**What is required**
Can you echo back, word for word, the lines from the one containing "of the curved" through the one containing "304), (379, 303)]", both of those included, with any pictures omitted?

Shape annotation rows
>>>>

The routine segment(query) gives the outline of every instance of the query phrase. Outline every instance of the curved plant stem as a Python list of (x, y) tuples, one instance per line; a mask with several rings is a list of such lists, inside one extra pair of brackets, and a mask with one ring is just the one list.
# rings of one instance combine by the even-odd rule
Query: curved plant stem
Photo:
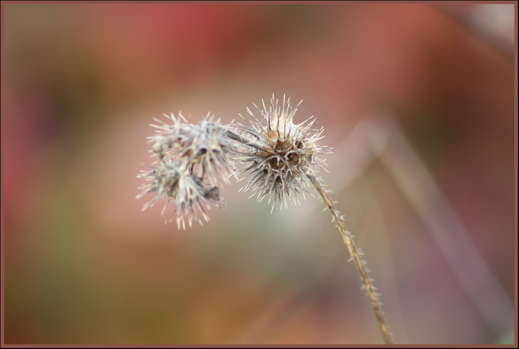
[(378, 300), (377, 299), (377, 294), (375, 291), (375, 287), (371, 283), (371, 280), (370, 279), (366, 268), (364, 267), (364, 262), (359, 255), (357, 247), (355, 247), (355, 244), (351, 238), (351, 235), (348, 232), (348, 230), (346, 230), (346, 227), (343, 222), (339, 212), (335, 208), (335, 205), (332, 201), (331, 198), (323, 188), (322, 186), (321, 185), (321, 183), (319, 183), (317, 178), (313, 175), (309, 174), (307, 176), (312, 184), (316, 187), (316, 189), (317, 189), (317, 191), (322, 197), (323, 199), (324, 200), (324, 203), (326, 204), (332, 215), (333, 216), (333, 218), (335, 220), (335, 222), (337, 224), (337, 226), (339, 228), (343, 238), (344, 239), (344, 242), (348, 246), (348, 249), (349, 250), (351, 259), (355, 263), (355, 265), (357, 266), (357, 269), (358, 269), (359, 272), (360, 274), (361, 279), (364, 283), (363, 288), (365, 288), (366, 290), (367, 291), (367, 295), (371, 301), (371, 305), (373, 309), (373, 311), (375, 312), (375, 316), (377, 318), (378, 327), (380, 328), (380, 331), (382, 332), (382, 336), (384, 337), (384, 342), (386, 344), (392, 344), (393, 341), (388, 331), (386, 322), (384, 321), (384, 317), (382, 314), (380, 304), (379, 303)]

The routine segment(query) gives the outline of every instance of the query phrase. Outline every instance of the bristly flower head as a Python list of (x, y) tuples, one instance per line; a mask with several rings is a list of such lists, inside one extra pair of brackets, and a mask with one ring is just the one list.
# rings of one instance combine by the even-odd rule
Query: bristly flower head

<<<<
>>>>

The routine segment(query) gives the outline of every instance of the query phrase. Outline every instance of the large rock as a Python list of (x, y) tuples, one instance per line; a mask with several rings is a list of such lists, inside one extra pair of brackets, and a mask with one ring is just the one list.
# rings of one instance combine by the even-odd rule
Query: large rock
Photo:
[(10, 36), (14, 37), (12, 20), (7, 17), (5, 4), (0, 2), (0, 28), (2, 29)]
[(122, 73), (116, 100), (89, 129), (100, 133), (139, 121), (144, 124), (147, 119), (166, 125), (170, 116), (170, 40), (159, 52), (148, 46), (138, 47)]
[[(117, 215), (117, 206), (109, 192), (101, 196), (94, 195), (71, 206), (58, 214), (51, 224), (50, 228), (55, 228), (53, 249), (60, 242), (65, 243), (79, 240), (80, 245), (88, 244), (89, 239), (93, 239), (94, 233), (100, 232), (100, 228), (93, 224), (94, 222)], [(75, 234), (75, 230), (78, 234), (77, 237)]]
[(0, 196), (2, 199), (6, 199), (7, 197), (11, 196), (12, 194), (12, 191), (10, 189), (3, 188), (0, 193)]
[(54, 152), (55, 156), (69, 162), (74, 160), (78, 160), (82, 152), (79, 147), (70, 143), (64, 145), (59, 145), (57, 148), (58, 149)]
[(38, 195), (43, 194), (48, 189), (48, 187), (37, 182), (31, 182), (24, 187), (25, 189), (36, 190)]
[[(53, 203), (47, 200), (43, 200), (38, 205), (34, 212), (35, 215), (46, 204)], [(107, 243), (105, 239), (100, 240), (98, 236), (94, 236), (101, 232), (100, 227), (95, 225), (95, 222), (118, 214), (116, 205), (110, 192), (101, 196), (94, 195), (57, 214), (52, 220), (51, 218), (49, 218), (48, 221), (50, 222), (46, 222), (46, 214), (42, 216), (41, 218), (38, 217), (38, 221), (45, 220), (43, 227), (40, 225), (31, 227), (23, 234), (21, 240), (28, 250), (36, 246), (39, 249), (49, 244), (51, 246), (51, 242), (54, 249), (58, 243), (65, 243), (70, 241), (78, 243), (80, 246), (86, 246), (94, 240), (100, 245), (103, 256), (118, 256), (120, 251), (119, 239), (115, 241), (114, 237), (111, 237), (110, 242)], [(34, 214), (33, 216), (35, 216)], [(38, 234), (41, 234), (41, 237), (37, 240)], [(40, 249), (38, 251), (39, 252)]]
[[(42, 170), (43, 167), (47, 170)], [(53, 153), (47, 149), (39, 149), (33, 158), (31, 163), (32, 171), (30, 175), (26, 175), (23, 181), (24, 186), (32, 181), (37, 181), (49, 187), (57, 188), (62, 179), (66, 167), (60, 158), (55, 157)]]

<<<<

**In response**
The routine segment(query) gives the outline of every instance of the query phrase. Outline every instance of the curved plant stem as a Python list of (x, y) tuples, one instance per line; a mask with several rings is a list of such lists, inside one extra pair of brackets, and a mask with one ring is just the one list.
# rings of one instance combine by the even-odd rule
Query: curved plant stem
Photo:
[(378, 300), (377, 299), (377, 294), (375, 291), (375, 287), (371, 283), (371, 280), (370, 279), (366, 268), (364, 267), (364, 262), (359, 255), (357, 247), (355, 247), (355, 244), (351, 238), (351, 235), (348, 232), (348, 230), (346, 230), (346, 227), (343, 222), (339, 212), (335, 208), (335, 205), (332, 201), (331, 198), (323, 188), (322, 186), (321, 185), (321, 183), (319, 183), (317, 178), (313, 175), (309, 174), (307, 176), (312, 184), (316, 187), (316, 189), (317, 189), (317, 191), (322, 197), (323, 199), (324, 200), (324, 203), (326, 204), (332, 215), (333, 216), (333, 218), (335, 220), (335, 222), (337, 224), (337, 226), (339, 228), (343, 238), (344, 239), (344, 242), (348, 246), (348, 249), (349, 250), (351, 259), (355, 263), (355, 265), (357, 266), (357, 269), (358, 269), (359, 272), (360, 274), (361, 279), (364, 283), (363, 288), (365, 288), (366, 290), (367, 291), (367, 295), (371, 301), (371, 305), (373, 309), (373, 311), (375, 312), (375, 316), (377, 318), (378, 327), (380, 328), (380, 331), (382, 332), (382, 336), (384, 337), (384, 342), (386, 344), (392, 344), (393, 341), (388, 331), (386, 322), (384, 321), (384, 317), (382, 314), (380, 304), (379, 303)]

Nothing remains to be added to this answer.